• Task statement:
Copy the rows below word for word, from the first one through the line containing "(1002, 826)", with that line included.

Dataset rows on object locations
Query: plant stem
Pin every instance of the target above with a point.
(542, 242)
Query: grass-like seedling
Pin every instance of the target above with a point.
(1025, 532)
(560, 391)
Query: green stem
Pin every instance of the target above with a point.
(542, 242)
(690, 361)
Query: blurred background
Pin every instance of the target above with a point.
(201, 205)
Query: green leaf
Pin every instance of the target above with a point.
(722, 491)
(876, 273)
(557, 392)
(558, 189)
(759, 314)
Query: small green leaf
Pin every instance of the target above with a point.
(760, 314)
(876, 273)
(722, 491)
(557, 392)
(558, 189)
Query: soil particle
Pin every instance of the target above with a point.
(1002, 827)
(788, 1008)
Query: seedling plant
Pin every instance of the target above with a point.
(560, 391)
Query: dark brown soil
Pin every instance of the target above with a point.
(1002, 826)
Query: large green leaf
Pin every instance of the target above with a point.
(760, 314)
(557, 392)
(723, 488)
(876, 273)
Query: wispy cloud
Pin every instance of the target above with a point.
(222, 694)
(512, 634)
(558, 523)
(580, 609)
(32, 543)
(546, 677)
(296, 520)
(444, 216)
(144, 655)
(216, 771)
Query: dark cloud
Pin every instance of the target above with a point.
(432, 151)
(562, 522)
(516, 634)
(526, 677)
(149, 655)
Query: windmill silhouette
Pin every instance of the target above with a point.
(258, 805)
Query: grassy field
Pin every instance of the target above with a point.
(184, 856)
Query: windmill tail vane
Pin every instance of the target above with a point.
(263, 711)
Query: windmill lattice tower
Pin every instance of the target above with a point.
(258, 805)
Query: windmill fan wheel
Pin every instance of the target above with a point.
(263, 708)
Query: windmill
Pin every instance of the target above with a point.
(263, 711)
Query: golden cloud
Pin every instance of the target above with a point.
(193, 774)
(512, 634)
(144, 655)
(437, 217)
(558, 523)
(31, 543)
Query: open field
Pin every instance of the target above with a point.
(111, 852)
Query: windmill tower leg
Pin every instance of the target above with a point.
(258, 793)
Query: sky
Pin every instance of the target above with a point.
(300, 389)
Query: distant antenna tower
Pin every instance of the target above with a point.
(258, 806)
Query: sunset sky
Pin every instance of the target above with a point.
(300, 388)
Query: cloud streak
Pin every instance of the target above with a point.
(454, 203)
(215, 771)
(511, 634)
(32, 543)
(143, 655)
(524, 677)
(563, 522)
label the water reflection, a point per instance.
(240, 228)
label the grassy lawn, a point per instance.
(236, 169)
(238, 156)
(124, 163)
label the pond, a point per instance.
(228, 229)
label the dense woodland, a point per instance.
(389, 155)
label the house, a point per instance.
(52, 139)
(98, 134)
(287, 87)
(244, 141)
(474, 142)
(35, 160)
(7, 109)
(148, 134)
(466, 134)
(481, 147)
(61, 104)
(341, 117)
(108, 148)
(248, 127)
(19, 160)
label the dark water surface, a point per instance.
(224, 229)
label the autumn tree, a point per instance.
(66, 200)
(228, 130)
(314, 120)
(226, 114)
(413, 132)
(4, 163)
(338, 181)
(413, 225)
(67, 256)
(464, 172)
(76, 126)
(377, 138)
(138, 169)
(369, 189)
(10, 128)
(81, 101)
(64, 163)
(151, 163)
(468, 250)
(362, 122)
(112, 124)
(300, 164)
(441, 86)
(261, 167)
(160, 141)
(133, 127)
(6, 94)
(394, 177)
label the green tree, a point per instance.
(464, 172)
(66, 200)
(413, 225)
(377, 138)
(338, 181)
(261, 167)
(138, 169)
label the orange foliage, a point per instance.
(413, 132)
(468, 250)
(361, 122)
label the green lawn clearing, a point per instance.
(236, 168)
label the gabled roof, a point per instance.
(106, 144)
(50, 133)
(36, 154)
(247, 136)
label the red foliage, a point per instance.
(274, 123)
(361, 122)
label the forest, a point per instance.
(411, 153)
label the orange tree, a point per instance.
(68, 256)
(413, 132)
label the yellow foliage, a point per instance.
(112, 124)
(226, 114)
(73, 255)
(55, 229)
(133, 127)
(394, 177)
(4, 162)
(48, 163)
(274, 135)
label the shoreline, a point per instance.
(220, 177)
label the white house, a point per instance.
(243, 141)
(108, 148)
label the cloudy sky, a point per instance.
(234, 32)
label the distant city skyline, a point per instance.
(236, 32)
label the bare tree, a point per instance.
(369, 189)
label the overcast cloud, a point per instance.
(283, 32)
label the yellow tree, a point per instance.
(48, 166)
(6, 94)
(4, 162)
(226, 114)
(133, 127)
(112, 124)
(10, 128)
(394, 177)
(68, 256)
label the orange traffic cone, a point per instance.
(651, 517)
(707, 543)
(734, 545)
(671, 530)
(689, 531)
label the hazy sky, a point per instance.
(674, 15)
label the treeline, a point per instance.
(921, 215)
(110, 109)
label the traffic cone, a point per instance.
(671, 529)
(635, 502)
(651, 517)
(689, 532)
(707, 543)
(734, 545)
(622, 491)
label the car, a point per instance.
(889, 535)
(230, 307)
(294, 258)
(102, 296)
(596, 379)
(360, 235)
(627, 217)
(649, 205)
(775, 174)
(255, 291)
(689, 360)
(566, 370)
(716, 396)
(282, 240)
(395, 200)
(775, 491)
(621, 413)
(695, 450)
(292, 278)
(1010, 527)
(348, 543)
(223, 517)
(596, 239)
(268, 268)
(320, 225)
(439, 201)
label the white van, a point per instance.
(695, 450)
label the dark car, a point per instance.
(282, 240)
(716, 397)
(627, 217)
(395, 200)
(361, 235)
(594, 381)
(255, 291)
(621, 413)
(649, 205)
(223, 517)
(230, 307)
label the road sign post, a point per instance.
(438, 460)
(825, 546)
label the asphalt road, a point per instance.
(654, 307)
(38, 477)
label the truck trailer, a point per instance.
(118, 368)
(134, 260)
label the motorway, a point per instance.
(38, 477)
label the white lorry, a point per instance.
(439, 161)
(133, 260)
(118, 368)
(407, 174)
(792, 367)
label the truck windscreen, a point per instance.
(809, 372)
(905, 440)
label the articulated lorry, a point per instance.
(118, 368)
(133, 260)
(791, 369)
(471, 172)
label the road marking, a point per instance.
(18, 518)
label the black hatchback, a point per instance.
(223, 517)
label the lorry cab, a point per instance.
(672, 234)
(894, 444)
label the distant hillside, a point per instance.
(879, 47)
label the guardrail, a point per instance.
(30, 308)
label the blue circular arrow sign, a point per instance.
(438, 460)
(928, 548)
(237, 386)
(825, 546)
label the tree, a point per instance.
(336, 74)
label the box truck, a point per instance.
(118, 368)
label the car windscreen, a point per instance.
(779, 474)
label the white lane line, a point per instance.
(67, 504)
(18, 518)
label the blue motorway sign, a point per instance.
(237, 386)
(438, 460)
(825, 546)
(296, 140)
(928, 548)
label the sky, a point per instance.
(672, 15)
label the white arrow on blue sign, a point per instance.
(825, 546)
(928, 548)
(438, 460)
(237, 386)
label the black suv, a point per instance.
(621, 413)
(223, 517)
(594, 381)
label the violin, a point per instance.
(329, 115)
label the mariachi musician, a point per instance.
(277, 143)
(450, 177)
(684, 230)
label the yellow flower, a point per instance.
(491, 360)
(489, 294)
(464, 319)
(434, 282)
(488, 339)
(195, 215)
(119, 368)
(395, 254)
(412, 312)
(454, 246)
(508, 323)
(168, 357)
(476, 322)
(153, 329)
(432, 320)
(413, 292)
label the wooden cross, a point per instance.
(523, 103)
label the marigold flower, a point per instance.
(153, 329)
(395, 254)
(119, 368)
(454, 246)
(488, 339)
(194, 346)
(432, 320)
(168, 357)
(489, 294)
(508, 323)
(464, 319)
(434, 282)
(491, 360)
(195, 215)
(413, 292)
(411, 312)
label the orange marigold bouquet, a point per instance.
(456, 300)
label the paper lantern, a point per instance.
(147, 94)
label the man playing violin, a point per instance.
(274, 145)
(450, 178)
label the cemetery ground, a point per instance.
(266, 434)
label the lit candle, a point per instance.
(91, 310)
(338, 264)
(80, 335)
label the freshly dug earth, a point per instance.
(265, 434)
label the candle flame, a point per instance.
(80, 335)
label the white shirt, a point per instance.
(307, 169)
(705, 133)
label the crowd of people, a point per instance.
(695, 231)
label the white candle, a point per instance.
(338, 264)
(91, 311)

• Worked solution:
Query: plant stem
Pin every instance of the target above with a point.
(542, 242)
Query: grass-like seedling
Pin every instance of the target above with a point.
(1025, 532)
(560, 391)
Query: green stem
Pin every instance of the target above with a point.
(542, 242)
(690, 361)
Query: blurred background
Pin every instance of the target above with a point.
(201, 205)
Query: green leaf
Pin every instance of the target above with a point.
(722, 491)
(876, 273)
(557, 392)
(558, 189)
(759, 314)
Query: small green leaf
Pin every instance of the target above with a point.
(760, 314)
(876, 273)
(722, 491)
(557, 392)
(558, 189)
Query: soil particle
Pin every instance of the target above with a point.
(1002, 827)
(788, 1008)
Query: seedling plant
Pin every instance of the target above with a point.
(560, 391)
Query: dark brown soil
Pin every instance of the target above with a point.
(1002, 826)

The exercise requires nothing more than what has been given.